*EXCERPTED DATA*
================================

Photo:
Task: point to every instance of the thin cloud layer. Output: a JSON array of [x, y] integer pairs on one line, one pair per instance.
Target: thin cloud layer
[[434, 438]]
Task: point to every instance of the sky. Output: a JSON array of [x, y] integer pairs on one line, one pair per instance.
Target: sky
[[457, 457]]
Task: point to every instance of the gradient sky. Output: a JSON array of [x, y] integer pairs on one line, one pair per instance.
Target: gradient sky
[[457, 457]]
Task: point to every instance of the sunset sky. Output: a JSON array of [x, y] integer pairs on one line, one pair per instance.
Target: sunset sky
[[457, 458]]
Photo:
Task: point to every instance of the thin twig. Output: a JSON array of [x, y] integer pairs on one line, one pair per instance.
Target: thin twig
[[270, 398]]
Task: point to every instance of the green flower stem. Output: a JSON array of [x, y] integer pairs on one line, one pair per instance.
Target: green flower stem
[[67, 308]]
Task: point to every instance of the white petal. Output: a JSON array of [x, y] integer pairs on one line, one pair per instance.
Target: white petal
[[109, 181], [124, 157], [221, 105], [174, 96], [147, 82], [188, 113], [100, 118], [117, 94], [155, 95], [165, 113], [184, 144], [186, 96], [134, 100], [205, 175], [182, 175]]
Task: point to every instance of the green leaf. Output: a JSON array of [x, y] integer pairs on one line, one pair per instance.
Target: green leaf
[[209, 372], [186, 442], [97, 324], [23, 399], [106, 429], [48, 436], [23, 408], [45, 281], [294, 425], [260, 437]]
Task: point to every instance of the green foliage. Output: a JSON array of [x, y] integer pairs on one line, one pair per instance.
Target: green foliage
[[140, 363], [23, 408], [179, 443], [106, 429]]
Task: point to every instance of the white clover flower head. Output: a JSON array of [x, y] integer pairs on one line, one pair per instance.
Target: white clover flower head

================================

*WHAT TO DO*
The records above must be repeated exactly, every one of them.

*OUTPUT*
Photo:
Task: point to every instance of the thin cloud layer. Output: a JSON array of [x, y] integer pairs on one line, one pair per instance.
Target: thin cloud layer
[[434, 438]]
Task: point to every instance of the sky. Output: a JSON array of [x, y] integer pairs on one line, one pair per instance.
Target: sky
[[457, 457]]
Task: point to every instance of the gradient sky. Output: a JSON array of [x, y] integer pairs on one line, one pair per instance.
Target: gradient sky
[[457, 457]]
Task: point to every instance of the sunset sky. Output: a JSON array of [x, y] integer pairs on one line, one pair per instance.
Target: sunset sky
[[457, 458]]
Photo:
Task: point to every instance of the thin twig. Output: a JSON array of [x, y] integer pairs on one line, one pair per instance.
Target: thin twig
[[270, 398]]
Task: point to every instance of the green flower stem. Output: a JSON array of [x, y] integer pairs on one line, one pair per instance.
Target: green flower stem
[[67, 308]]
Task: point to every instance of the white petal. Output: a JSON array of [x, y] integer pairs on one line, one pair per instance.
Target: white petal
[[109, 181], [124, 157], [221, 105], [174, 96], [147, 82], [188, 113], [100, 118], [117, 94], [155, 95], [165, 113], [184, 144], [186, 96], [134, 100], [205, 175], [182, 175]]
Task: point to every instance of the green leaf. Output: a JSON array of [x, y] integer pairs on one line, one pair per instance.
Target: green leaf
[[209, 372], [186, 442], [97, 324], [23, 399], [106, 429], [48, 436], [23, 408], [45, 281], [294, 425], [260, 437]]
Task: point to every instance of the green foliage. Output: a JSON array of [x, y] integer pairs on one line, one pair per instance.
Target: green foliage
[[140, 363], [23, 408], [179, 443], [106, 429]]
Task: point to every instance of the white clover flower head. Output: a JSON array of [x, y] integer pairs on one line, one pair per instance.
Target: white clover flower head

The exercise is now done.